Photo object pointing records
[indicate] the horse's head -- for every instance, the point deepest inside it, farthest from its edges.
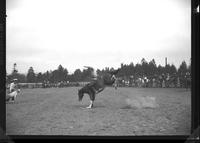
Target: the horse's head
(80, 95)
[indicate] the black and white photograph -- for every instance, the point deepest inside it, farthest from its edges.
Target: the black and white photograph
(98, 67)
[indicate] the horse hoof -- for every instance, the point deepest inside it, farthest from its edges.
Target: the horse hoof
(88, 107)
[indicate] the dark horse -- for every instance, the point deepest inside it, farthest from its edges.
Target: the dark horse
(95, 87)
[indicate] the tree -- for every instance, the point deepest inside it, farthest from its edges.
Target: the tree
(182, 69)
(31, 75)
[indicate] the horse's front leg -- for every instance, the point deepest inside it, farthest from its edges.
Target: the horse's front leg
(91, 104)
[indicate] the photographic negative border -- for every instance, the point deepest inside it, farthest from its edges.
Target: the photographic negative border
(194, 99)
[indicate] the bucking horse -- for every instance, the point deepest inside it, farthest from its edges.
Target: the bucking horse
(97, 86)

### CHALLENGE
Could you copy all of the records above word for word, leaving the pictures out?

### SOLUTION TO THE PROBLEM
[indicate] the horse's head -- for every instance, the point deepest inside it, farthest from its edges.
Target: the horse's head
(80, 95)
[indicate] the black and white photograph -- for every instance, the point deepest inside it, farthest from its edges.
Target: the black and white photograph
(98, 67)
[indicate] the horse hoof -- for every instance, the point deepest inside it, farthest from its edges.
Target: the horse hoof
(88, 107)
[indicate] the dark horse -- for every instance, the point deepest inside it, farthest from its edges.
Target: the dark horse
(95, 87)
[indicate] the tree -- for every instance, the point deepest inside it, farthest from its edges.
Target: the tree
(182, 69)
(31, 75)
[indicate] the horse's front leg -- for every instance, the point deepest inside it, farthest from its edges.
Target: the horse's front leg
(91, 104)
[indicate] the photographic negative border -- for every instance, the point deepest inside it, farthest from its edges.
Target: the photographic negative border
(194, 99)
[indicate] the bucking horse -- for every instance, the point deepest inside it, farthest from its edges.
Target: the bucking horse
(97, 86)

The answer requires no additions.